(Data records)
==============================
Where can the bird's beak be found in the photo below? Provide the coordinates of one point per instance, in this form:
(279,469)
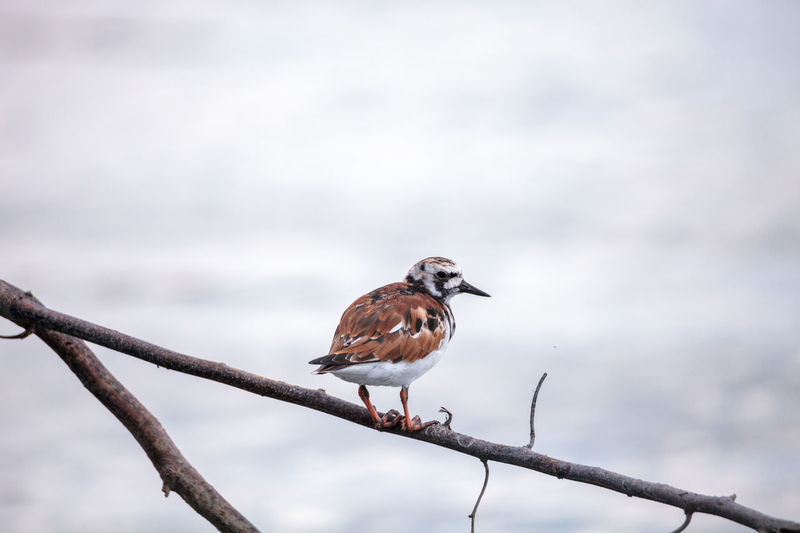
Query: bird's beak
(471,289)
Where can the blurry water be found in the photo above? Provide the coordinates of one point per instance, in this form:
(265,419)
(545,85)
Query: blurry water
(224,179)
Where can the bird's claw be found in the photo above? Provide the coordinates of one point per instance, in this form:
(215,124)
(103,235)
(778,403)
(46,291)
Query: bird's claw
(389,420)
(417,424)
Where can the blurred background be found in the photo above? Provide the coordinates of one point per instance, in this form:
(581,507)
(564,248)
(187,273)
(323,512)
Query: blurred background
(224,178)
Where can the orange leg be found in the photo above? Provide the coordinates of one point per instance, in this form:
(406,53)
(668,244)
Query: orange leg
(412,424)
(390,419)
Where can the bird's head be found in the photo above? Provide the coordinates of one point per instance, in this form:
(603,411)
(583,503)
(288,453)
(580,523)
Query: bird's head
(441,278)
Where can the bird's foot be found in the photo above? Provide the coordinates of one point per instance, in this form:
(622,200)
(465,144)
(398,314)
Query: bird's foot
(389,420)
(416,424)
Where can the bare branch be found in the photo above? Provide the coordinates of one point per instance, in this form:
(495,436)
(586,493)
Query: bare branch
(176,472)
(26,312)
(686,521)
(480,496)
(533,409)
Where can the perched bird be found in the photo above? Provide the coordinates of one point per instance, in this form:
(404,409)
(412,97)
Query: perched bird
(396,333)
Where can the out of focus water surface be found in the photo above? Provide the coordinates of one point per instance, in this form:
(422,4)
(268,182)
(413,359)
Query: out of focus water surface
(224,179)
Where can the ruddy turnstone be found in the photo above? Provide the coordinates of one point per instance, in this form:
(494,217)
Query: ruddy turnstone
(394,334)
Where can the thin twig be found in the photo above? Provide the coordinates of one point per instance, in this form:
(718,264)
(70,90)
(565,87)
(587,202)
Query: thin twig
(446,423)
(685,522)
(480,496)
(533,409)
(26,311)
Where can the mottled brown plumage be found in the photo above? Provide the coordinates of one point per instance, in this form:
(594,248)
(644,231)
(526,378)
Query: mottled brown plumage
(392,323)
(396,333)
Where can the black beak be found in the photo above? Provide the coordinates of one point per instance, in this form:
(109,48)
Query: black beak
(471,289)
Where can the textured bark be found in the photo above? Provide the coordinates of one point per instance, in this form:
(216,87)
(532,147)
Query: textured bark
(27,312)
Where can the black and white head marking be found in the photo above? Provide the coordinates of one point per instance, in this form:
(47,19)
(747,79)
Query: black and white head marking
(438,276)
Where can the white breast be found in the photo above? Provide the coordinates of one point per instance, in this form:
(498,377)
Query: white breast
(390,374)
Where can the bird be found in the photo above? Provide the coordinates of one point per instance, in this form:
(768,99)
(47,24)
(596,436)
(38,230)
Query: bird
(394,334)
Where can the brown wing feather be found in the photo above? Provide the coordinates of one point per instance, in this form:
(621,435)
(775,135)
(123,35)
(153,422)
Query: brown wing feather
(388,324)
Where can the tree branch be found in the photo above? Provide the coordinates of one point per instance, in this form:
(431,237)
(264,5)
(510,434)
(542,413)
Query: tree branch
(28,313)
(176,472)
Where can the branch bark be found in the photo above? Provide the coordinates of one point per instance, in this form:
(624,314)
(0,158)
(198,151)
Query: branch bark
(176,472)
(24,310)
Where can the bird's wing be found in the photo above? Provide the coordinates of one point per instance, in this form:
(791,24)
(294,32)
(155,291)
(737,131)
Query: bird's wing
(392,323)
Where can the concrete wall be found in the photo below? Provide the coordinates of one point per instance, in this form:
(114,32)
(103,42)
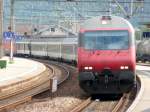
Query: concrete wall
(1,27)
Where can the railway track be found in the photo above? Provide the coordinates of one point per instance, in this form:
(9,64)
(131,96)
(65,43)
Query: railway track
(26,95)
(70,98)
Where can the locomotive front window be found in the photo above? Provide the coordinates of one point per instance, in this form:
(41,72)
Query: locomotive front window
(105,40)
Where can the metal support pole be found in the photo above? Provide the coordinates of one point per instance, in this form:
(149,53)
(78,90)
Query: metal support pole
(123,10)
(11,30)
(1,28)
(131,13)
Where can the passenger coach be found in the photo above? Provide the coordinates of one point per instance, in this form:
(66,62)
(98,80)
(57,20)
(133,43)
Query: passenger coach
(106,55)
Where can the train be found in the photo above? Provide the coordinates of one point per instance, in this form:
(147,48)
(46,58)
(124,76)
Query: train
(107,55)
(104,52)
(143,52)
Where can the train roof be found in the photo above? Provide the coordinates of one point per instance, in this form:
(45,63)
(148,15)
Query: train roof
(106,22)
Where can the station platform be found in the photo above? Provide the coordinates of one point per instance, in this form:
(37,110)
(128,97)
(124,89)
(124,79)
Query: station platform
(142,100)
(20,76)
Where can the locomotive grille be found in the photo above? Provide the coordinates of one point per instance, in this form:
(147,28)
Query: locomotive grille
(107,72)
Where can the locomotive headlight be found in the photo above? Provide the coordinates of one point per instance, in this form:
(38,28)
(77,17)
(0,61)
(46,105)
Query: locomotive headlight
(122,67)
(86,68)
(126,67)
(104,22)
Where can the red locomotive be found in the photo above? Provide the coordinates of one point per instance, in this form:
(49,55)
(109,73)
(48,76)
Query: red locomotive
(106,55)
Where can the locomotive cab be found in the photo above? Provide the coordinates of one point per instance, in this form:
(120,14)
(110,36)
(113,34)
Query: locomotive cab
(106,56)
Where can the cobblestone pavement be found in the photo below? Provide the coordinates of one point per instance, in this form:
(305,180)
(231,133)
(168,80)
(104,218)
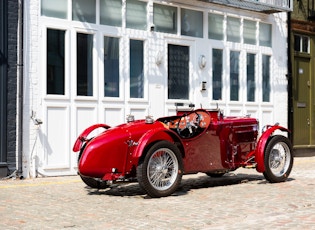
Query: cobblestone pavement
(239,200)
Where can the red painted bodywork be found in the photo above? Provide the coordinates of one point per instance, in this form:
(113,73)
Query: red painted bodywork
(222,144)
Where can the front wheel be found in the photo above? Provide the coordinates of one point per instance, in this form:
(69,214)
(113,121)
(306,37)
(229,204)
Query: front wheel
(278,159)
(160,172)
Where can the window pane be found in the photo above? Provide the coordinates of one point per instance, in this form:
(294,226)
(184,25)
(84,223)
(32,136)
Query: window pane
==============================
• _Aim of the task_
Only the text of the records belongs in your answer, repeated exactly; the pictures stay out.

• _Output of the task_
Where can the bird's beak be found in the photo below? Provide the coordinates of one point per instance, in this form:
(279,469)
Query: bird's beak
(471,289)
Where can the blurry water be found in the photo above? Provide the coordinates of one point per instance, in this form:
(265,419)
(545,85)
Query: blurry water
(224,179)
Where can the bird's claw be found in the photo above? Provide the coordinates of one point per instance, in this form:
(215,124)
(103,235)
(778,403)
(46,291)
Query: bird's claw
(389,420)
(417,424)
Where can the blurred background be found in the photo above? Provide the coordinates of one point per instance, in this form:
(581,507)
(564,248)
(187,273)
(323,512)
Query: blurred background
(224,178)
Where can the orange leg be found in the photo above? Provide the coordinates of one point per instance, in this form:
(406,53)
(668,244)
Query: orange leg
(412,424)
(390,419)
Where can the bird's head be found in the photo above? Provide the coordinates of one point per instance, in this form:
(603,411)
(583,503)
(288,453)
(580,523)
Query: bird's head
(441,278)
Where can the bird's foot be found in the photo above? Provide the coordinates of one point per instance, in this form:
(622,200)
(465,144)
(398,314)
Query: bird's foot
(389,420)
(416,424)
Where can the bare branch be found in the photo above? Provide the coordinates of one point per instance, in this form:
(495,436)
(586,493)
Query: bare branch
(176,472)
(26,312)
(686,521)
(480,496)
(533,409)
Where can the perched bird be found in the photo above? Provide the coordinates of one point per instance, in this form:
(404,409)
(412,97)
Query: perched bird
(396,333)
Where can the out of focus water surface be found in the photo above? Provide the coordinates of one point per instance, in this form:
(422,4)
(268,182)
(413,359)
Query: out of focus water surface
(224,179)
Where can the ruddy turnstone be found in the photo above? Provide the coordinates of one point per instance, in this form:
(494,217)
Query: ruddy turnstone
(394,334)
Where can the thin twig be found in the photo above? Provide the coordinates of one point per instance, in this form:
(718,264)
(70,90)
(565,87)
(587,202)
Query: thin twig
(446,423)
(685,522)
(480,496)
(533,409)
(26,311)
Where can the mottled brown plumage be found in the photo above? Provide the coordinates of one point per instance, in this form:
(594,248)
(644,231)
(526,378)
Query: mottled brown plumage
(392,323)
(396,333)
Where can the black beak be found in the photo above? Provide the coordinates of one point per instance, in this form:
(109,48)
Query: black beak
(471,289)
Where can the textured bark be found in the photo above? Provide the coordinates of one point per instance, in this form:
(216,87)
(532,147)
Query: textured bark
(27,312)
Where can the black and white head marking be found in the photo above? Provide the coordinates of one point per instance, in this form:
(47,19)
(747,79)
Query: black and white head marking
(438,276)
Where can the white breast be found in the photo above? Provide the coordinates of one point per instance, in this form:
(498,377)
Query: white breast
(390,374)
Where can the bird be found in the photo above? Provide the coordinates of one point per instance, in this form:
(768,99)
(47,24)
(596,436)
(38,230)
Query: bird
(394,334)
Where can the brown wing feather be found in the photo above? Provide the coordinates of one point per instance, in this form:
(621,435)
(775,135)
(123,35)
(153,422)
Query: brown wing feather
(388,324)
Where can the tree branch be found in the photo above? Provide the coordinates of one point per instance, in this form:
(431,237)
(264,5)
(510,434)
(542,413)
Query: tree branch
(28,313)
(176,472)
Where can the branch bark be found in the photo above? Provide the coordinates of one point per instance, in this form:
(624,314)
(0,158)
(198,151)
Query: branch bark
(176,472)
(24,310)
Where can the bird's wing be found in the photo above? Provide the coordinates of one point per instance, in this form:
(791,24)
(294,32)
(155,291)
(737,131)
Query: bird's wing
(392,323)
Where can the concrete wall be found in the photo below? Provide the coordinates of one point per instance, in this form:
(114,32)
(103,42)
Query: concrete wall
(1,27)
Where can the railway track be found in the photo above? Provide the coordinates of one point per instance, in this form:
(9,64)
(131,96)
(65,43)
Query: railway track
(26,95)
(70,98)
Where can the locomotive front window be found in the photo above? Provide the coordinates of one point per instance, in this form:
(41,72)
Query: locomotive front window
(105,40)
Where can the metal support pole be found in the photo above? Provide the coordinates of one point per instance, in this form:
(149,53)
(78,90)
Query: metal support pole
(123,10)
(11,30)
(1,28)
(131,13)
Where can the passenger coach be found in the photo above? Provide the coordinates of one point per instance, in this form:
(66,62)
(98,80)
(57,20)
(133,43)
Query: passenger coach
(106,55)
Where can the train be found in the photo above? Provide the coordinates of one point per instance, in this form:
(147,48)
(46,58)
(124,76)
Query: train
(107,55)
(104,52)
(143,52)
Where can the train roof be found in the photo above? Provide the coordinates of one point per instance, in this form:
(45,63)
(148,15)
Query: train roof
(106,22)
Where can the station platform be found in the photo above? Provide the coordinates of one point per instance, in this form:
(37,110)
(128,97)
(124,89)
(124,79)
Query: station platform
(142,100)
(20,76)
Where can the locomotive grille be found in the photo above? Provide the coordinates of one point per instance, in this form:
(147,28)
Query: locomotive grille
(107,72)
Where can the locomotive headlight be found in the photo above? Provide the coordinates of one point per instance, in this form:
(38,28)
(77,17)
(0,61)
(46,105)
Query: locomotive headlight
(122,67)
(86,68)
(126,67)
(104,22)
Where can the red locomotive be found in the photo above? Provide the coordinates of one point per instance, in this form:
(49,55)
(109,73)
(48,76)
Query: red locomotive
(106,55)
Where can the locomotive cab be found in the photo above? Provide the coordinates of one point per instance, in this form:
(120,14)
(110,36)
(113,34)
Query: locomotive cab
(106,56)
Where can the cobblestone pavement be found in the photo below? Provide the coordinates of one point per instance, in this form:
(305,180)
(231,133)
(168,80)
(104,218)
Query: cobblestone pavement
(239,200)
Where can the red painted bodywork be found in the photo above? Provide the coordinates of one point per instance, in this form:
(113,73)
Query: red painted bodywork
(222,144)
Where can the front wheel be found in the photo above? Provide the coordinates of one point per instance, in this form:
(69,214)
(113,121)
(306,37)
(229,204)
Query: front wheel
(278,159)
(160,172)
Where can the window pane be found in the photo above? Provide the coordinates of one point per instance, in this form:
(294,226)
(184,25)
(84,223)
(32,136)
Query: window pane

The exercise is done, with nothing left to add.